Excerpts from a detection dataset
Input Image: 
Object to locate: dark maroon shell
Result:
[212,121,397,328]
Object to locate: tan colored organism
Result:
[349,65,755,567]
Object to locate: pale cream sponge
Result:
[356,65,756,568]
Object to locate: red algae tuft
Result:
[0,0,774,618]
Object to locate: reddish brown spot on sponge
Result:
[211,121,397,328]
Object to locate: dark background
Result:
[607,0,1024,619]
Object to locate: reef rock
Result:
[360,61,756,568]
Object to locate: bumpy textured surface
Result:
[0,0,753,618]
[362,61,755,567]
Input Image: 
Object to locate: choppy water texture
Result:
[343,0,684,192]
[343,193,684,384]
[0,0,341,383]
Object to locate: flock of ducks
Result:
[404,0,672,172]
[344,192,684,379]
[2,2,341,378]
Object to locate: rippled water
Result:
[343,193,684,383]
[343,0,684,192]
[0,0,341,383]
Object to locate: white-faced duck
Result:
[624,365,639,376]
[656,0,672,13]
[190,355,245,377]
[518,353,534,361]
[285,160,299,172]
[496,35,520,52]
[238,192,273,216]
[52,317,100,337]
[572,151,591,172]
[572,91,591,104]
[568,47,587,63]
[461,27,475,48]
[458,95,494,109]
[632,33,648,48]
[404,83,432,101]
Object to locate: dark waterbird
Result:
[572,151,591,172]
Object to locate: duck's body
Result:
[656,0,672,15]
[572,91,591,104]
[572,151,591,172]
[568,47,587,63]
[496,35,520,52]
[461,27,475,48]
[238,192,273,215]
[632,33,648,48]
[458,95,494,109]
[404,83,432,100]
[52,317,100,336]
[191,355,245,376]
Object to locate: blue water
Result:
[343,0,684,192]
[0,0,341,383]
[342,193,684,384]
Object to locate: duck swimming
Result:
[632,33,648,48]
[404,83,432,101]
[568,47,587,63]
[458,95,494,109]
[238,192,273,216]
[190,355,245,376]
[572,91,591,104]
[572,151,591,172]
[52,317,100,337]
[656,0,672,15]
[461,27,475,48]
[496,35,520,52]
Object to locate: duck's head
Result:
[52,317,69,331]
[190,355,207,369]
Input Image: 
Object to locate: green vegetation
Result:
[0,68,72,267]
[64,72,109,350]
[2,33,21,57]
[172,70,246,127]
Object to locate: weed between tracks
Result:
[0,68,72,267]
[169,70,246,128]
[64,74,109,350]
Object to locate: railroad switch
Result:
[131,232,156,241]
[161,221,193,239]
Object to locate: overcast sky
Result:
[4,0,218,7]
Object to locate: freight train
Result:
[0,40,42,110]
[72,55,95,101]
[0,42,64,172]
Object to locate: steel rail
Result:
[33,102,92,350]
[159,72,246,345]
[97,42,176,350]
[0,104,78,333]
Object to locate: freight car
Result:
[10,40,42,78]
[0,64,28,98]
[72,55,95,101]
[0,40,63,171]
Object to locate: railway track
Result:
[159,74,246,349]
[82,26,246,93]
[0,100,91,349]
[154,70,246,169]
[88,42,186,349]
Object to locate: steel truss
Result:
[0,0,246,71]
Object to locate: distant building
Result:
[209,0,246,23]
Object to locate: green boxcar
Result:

TASK:
Arrange the lines of the records as a JSON list of strings, one string per line and omitting any blank lines, starting at the line that contains "Object to locate: pale cream sponge" and ending at the line that contains "[362,61,755,567]", both included.

EXERCISE SOLUTION:
[
  "Object to locate: pale cream sponge",
  "Result:",
  "[356,65,756,568]",
  "Object to locate: red algae tuft",
  "Result:",
  "[0,0,774,618]",
  "Object to locate: reddish brown spot on sponge",
  "Result:",
  "[211,121,397,328]",
  "Object to locate: dark background",
  "Result:",
  "[607,0,1024,619]",
  "Object to locate: reef rock",
  "Result:",
  "[360,61,756,568]",
  "Object to locate: bumpy textured surface",
  "Result:",
  "[0,0,753,618]",
  "[362,61,755,567]"
]